Short task » Update the rows below by changing every "one point per instance" to "one point for each instance" and reproduce them in full, leaving all other text unchanged.

Provided records »
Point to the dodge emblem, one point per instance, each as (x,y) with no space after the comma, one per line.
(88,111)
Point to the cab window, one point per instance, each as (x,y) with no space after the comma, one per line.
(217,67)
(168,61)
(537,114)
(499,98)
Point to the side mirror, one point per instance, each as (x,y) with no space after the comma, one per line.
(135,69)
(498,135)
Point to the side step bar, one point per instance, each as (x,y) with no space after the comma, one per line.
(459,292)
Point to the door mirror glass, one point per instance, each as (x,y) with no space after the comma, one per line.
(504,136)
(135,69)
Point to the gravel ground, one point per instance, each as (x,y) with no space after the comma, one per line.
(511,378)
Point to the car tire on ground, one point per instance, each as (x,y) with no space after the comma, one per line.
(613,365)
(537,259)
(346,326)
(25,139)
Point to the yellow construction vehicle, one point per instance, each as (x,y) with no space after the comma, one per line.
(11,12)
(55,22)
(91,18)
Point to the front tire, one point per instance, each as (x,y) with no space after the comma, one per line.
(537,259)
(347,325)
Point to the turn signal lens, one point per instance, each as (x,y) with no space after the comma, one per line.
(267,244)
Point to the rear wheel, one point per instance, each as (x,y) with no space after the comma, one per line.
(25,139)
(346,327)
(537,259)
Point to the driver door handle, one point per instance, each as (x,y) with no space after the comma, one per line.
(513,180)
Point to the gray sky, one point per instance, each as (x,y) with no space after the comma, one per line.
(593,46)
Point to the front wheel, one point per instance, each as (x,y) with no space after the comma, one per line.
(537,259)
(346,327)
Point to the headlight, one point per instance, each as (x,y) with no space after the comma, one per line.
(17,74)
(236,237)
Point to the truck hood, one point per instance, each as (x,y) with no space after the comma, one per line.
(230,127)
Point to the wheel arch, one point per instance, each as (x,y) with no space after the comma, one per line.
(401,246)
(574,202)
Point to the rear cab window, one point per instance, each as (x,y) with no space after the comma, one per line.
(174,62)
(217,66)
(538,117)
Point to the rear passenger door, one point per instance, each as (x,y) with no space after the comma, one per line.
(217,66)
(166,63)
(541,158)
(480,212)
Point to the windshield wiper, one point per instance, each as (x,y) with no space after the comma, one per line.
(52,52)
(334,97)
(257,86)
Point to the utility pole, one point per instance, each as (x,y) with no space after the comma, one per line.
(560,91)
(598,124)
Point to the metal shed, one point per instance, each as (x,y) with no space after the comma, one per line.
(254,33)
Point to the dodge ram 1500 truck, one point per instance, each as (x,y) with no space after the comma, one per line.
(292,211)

Worked answer »
Point to the dodge emblem, one point for each instance, each as (x,y) with no space after the comma, one per line.
(88,111)
Point to the cab window, one point for each instance, each as (x,y) with no space after the comma, one per line.
(217,67)
(168,61)
(537,114)
(499,98)
Point to the side mirror, one point for each instance, each as (x,y) with no space after the comma, one per line.
(135,69)
(498,135)
Point to the side step bar, one point for each instance, each as (x,y) with no space after the comma, one per line.
(459,292)
Point to the door mirror glass, one point for each instance, each as (x,y) with no space after the comma, one per line.
(504,136)
(135,69)
Point to the gravel ground, one point for each instance, each as (x,y) with no space after the comma, one per line.
(511,378)
Point to the car tire on ground, one point for each instance, each as (x,y) with no space after the comma, one per line.
(613,365)
(537,259)
(346,326)
(25,139)
Point to the yellow construction vehicle, one point for each instance, each as (x,y) with no space after the comma, one per line.
(11,12)
(55,22)
(91,18)
Point to the front tire, one point for each instance, each as (x,y) with no space after the comma, one per line.
(537,259)
(347,325)
Point to the turn signal lens, one point for each instance, each as (x,y) with no space after the comma, one per line.
(267,244)
Point to the rear wheel, one point for each instance, each as (x,y) with no space after the comma, one per line.
(25,139)
(346,327)
(537,259)
Point to the driver door handle, one point for each instance, each as (x,y) with no space after the comma, one per line.
(513,180)
Point to the gray sky, one point for each instance, each as (x,y) with no space after the comma, one per line.
(593,46)
Point to the front wheel, one point for each instance, each as (x,y) with no space after the comma, one per line.
(537,259)
(346,327)
Point to the headlight, one point for each instance, each as (x,y) with no space after the comma, one per line.
(17,74)
(236,237)
Point to the truck hood, one point for each instance, each as (x,y) with no space after the comma, one per line.
(230,127)
Point to the wheel arch, one point for each instance, each as (x,y) with no space after the comma, one per line.
(401,246)
(574,202)
Point to the rear cab window, one point for each instance, each as (x,y) with no space after the comma, one per line.
(174,62)
(217,66)
(538,117)
Point to the rear passenger door, one point for each instance, each as (x,y) with no space after the comma, one per line.
(217,66)
(166,63)
(541,158)
(480,212)
Point to the windshield wiper, one point for each instance, each as (x,y) with no space after the comma, one per line.
(52,52)
(334,97)
(257,86)
Point to the utility pole, one point for each instance, each as (x,y) with no space after the comma, one per line.
(560,91)
(598,124)
Point to the metal shed, one point for each instance, each as (x,y) with no space after the comma, one per line.
(254,33)
Point to the dodge ram 1500 truck, one point for each instance, each as (x,y) with no space after the comma, one per line.
(292,211)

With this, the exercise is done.